* MATERIAL *
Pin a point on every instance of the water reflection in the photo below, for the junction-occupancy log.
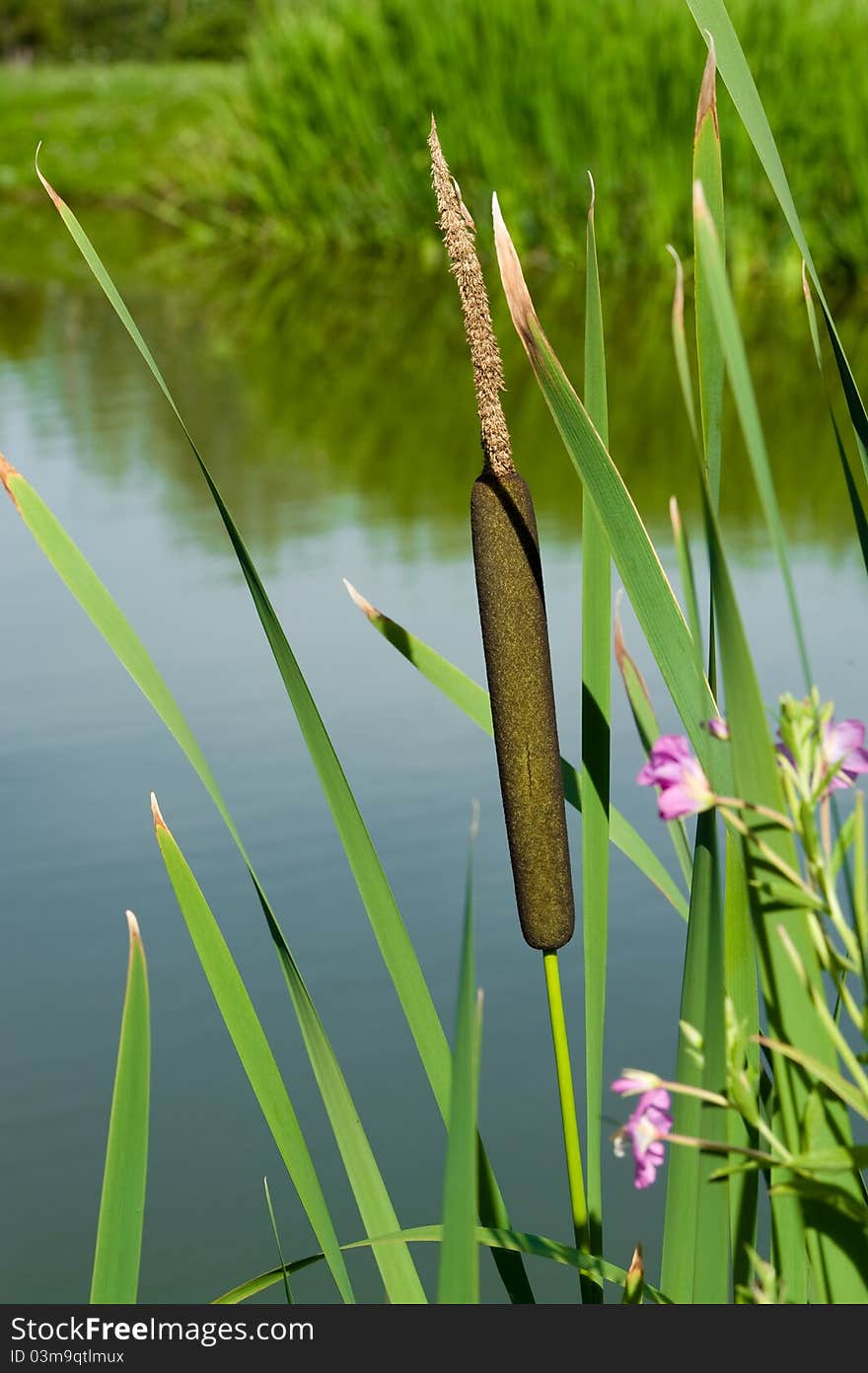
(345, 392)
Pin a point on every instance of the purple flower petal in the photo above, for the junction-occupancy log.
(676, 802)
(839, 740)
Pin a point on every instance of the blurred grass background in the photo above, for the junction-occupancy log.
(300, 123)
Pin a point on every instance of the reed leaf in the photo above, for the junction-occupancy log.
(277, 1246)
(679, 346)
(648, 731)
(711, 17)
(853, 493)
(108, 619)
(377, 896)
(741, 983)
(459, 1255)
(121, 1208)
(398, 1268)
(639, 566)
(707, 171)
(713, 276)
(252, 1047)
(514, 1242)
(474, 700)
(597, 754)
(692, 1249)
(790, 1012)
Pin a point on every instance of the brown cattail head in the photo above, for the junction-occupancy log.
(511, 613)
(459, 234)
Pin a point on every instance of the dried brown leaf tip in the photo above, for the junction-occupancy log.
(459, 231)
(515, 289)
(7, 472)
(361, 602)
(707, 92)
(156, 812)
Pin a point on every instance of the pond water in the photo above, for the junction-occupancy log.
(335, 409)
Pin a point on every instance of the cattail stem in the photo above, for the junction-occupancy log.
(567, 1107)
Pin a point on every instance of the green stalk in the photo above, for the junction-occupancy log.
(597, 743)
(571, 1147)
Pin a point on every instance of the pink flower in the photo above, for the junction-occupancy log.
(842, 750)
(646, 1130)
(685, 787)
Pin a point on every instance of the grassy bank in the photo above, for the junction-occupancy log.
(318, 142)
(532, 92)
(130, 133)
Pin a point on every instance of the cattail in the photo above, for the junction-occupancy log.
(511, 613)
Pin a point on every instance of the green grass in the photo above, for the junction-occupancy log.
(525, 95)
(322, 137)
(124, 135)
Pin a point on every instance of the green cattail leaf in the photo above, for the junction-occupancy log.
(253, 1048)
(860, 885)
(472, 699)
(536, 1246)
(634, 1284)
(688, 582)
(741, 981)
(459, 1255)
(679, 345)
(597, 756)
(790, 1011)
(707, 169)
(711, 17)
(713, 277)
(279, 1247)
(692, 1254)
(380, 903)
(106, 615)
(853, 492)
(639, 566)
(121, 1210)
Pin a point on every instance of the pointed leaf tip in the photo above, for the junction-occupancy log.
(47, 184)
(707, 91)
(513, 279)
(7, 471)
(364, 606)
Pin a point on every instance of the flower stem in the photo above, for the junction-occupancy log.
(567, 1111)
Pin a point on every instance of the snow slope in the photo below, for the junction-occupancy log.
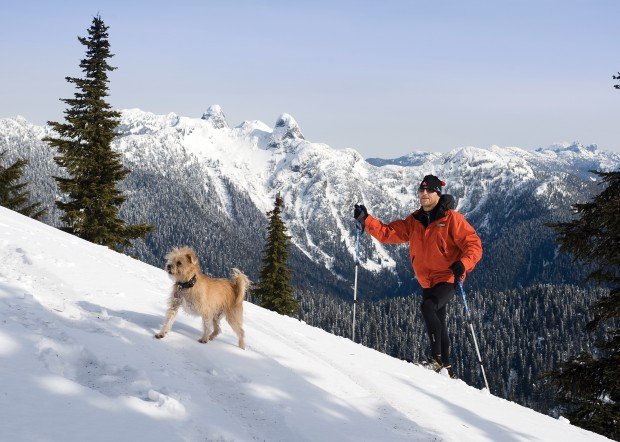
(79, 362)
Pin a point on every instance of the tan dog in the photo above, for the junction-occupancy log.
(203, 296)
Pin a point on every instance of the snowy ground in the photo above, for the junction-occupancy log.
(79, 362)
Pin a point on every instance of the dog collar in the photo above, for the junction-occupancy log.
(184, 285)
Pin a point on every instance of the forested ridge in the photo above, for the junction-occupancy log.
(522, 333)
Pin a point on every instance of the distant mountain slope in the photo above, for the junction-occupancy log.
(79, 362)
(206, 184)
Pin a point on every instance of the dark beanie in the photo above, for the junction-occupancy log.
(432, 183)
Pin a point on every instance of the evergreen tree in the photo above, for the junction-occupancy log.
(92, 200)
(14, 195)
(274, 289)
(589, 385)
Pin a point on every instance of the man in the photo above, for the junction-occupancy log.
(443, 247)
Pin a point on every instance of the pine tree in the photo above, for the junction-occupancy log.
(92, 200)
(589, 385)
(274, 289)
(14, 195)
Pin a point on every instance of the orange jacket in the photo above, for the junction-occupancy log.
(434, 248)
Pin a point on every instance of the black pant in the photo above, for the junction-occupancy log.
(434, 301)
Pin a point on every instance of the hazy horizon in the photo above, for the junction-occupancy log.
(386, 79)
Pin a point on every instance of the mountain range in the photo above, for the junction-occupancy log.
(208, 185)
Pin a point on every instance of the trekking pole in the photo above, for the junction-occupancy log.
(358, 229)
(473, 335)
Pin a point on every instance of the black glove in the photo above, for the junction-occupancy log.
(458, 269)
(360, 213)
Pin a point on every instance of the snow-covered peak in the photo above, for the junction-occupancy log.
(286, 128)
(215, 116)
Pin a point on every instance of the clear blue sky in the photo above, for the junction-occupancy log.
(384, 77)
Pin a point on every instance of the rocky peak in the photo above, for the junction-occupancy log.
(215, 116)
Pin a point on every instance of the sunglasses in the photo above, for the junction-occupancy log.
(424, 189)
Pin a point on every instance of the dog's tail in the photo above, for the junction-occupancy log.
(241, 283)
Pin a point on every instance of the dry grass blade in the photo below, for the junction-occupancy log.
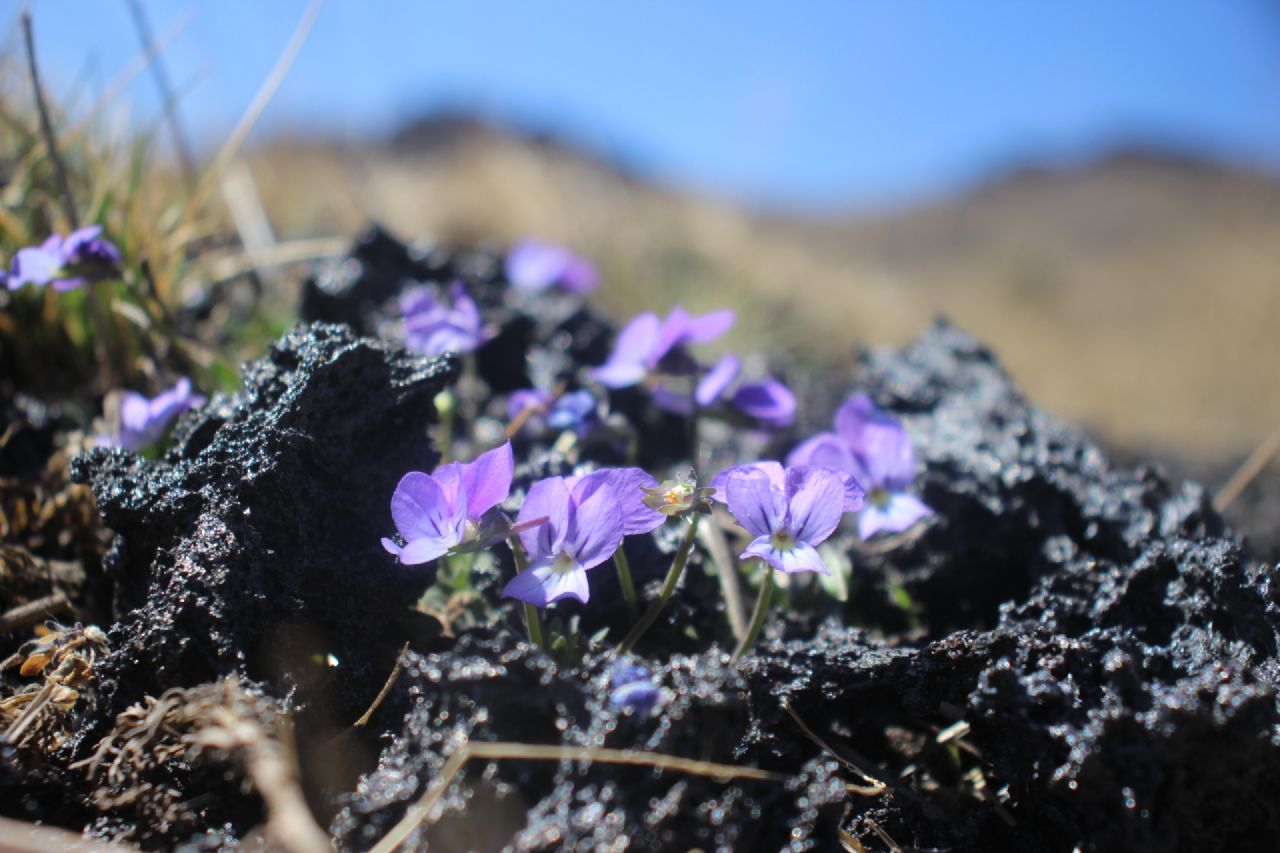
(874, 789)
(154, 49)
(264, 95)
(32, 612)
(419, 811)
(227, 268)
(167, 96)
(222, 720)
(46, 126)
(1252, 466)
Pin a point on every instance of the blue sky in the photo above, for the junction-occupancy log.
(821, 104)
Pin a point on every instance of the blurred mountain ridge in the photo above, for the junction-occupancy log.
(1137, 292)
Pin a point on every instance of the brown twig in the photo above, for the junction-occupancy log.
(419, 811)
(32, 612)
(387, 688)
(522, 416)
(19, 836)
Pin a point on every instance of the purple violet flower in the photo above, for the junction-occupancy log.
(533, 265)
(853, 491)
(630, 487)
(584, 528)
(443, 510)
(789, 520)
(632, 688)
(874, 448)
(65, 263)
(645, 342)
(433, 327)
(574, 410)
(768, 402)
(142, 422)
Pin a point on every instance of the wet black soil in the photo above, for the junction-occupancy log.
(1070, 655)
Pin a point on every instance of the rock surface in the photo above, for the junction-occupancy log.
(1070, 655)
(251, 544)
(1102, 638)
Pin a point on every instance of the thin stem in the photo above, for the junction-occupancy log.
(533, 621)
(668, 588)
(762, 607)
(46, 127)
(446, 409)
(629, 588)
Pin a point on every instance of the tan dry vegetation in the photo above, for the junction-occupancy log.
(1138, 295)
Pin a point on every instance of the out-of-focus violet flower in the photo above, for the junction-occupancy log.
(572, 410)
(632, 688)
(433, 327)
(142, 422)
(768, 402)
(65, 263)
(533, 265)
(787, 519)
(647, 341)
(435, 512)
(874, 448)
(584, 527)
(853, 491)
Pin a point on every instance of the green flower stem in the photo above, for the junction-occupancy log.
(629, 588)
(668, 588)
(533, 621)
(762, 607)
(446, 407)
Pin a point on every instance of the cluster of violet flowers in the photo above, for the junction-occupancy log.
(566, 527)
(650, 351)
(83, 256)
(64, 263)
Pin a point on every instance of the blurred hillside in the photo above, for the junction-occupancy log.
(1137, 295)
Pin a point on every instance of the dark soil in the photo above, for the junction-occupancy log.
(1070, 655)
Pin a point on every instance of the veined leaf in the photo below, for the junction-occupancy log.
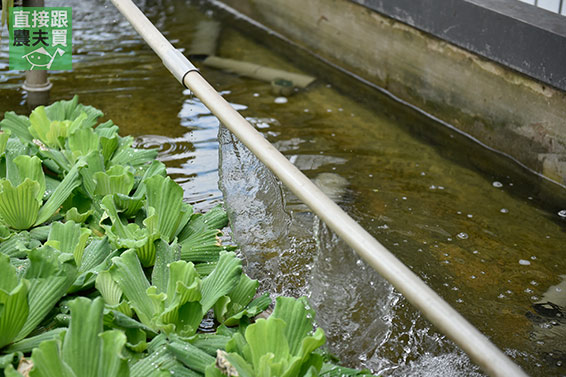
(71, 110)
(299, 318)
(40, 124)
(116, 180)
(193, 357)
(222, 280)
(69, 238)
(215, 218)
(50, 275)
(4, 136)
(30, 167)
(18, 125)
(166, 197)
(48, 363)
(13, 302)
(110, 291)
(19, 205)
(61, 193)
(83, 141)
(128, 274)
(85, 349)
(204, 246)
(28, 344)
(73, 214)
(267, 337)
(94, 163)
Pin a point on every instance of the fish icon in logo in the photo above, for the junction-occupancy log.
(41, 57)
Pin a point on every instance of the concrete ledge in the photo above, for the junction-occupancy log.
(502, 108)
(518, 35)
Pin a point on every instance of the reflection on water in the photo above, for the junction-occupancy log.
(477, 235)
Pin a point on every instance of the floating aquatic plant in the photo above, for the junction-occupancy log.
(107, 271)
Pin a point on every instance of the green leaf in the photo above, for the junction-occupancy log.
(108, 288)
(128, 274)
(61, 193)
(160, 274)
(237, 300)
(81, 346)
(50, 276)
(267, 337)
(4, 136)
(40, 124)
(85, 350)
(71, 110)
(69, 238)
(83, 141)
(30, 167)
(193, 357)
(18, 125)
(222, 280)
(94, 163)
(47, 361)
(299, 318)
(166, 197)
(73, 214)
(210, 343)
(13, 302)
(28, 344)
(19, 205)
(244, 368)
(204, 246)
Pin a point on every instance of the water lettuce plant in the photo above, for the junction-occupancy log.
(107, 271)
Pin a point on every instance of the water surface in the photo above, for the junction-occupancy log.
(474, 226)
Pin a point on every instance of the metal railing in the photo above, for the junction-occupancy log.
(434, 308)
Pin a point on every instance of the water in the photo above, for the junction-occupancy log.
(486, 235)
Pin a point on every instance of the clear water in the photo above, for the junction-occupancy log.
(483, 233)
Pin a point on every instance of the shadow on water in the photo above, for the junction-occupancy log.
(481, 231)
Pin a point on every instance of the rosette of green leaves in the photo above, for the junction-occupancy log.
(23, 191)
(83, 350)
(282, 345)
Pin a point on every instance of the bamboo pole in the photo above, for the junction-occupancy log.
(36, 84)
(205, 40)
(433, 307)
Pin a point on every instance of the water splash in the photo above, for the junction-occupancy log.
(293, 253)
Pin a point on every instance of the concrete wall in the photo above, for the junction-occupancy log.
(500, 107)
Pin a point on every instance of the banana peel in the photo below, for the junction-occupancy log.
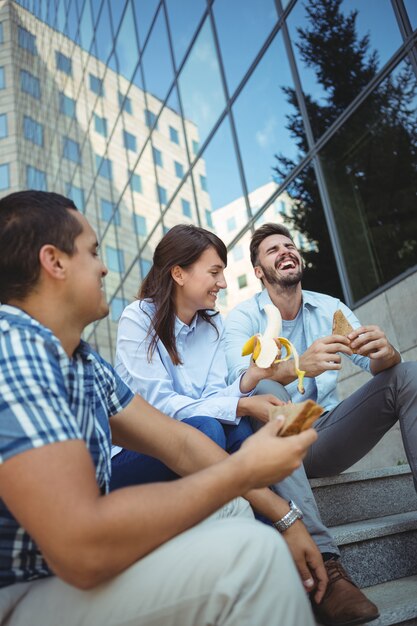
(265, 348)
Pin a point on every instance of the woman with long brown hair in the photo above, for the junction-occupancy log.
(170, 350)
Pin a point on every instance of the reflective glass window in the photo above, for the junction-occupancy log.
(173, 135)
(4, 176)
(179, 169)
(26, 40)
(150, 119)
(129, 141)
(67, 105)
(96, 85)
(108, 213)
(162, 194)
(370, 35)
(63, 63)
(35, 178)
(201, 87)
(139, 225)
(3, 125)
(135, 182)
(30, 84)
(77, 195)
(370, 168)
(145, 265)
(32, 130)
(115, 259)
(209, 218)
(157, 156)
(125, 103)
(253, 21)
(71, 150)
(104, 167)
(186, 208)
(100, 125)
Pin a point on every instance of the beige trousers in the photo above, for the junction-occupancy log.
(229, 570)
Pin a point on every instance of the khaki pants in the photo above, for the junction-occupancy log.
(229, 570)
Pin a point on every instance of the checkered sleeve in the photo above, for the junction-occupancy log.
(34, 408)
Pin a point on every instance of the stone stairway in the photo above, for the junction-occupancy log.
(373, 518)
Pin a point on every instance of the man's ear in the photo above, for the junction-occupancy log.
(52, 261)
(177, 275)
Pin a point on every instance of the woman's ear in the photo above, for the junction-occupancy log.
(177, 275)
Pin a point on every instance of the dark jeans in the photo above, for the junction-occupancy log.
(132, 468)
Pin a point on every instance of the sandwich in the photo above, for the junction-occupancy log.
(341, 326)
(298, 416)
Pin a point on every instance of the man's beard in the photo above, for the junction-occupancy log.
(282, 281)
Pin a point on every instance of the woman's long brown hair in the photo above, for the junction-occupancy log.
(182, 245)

* WHAT THE TASK ASKS *
Write out verbatim every line from the one containing "Pin a point on every instance of the woman's long" through the last line of the records, both included.

* THE RESPONSE *
Pin a point on every instance of the woman's long brown hair in the photo above, for the junction-occupancy log.
(182, 245)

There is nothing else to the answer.